DOCUMENT SEGMENT ->

And there could be other compromises in public safety: The local Department of Public Works would lose one of its four employees, which would affect its ability to quickly put salt on roads during a snowstorm, said public works director Joe Lynch.

The local public library will also be forced to cut hours without the override money, jeopardizing its state certification. Officials said if the library does not receive the $20,000 it needs, they will reduce its hours from 36 to 25 per week.

But such doom-and-gloom scenarios won’t sway all voters. In Massachusetts this year, more communities have seen overrides rejected than adopted, despite voters being warned about serious consequences befalling their school districts, roads, and public safety services.

In Tewksbury, residents rejected an override in June, forcing the town to close a fire station and lay off six police officers and 34 school employees, while in Ashland a failed override in May led to the closure of all school libraries except the one at the high school. Overrides have also failed in Belmont, Beverly, Bridgewater, Chelmsford, Franklin, Freetown, Groveland, Newton, Norfolk, Pepperell, and Winthrop, among others.

Overrides were approved in a handful of communities, including Georgetown, Hamilton, Harvard, Ipswich, and Wenham, while Dunstable, Brockton, East Bridgewater, Mattapoisett, and Walpole have questions pending.

In Shirley, some say they are already dead set against paying more taxes.

Kevin Hayes, treasurer of the Republican Town Committee, said he will vote no on the override questions on Sept. 9.

DATA EXCERPT ->
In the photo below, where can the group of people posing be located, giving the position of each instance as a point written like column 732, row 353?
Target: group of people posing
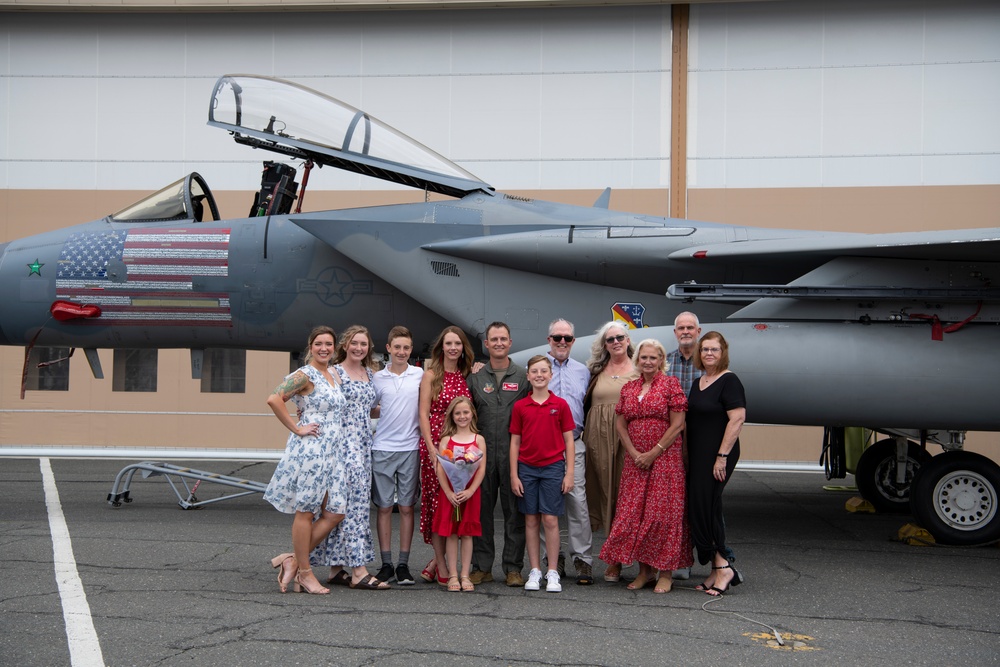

GOALS ->
a) Answer these from the passage on Massachusetts budget overrides:
(i) How many employees does the local Department of Public Works have?
(ii) To how many hours per week would the library cut its hours without the money?
(iii) In what month did Tewksbury residents reject an override?
b) Please translate this sentence from the passage on Massachusetts budget overrides into Spanish: "In Shirley, some say they are already dead set against paying more taxes."
c) From the passage on Massachusetts budget overrides, copy word for word the stretch from "In Shirley, some" to "on Sept. 9.".
You won't need the lines for any of this.

RESULTS BY TASK ->
a)
(i) Four
(ii) 25
(iii) June

b) En Shirley, algunos dicen que ya están totalmente decididos a no pagar más impuestos.

c)
In Shirley, some say they are already dead set against paying more taxes.

Kevin Hayes, treasurer of the Republican Town Committee, said he will vote no on the override questions on Sept. 9.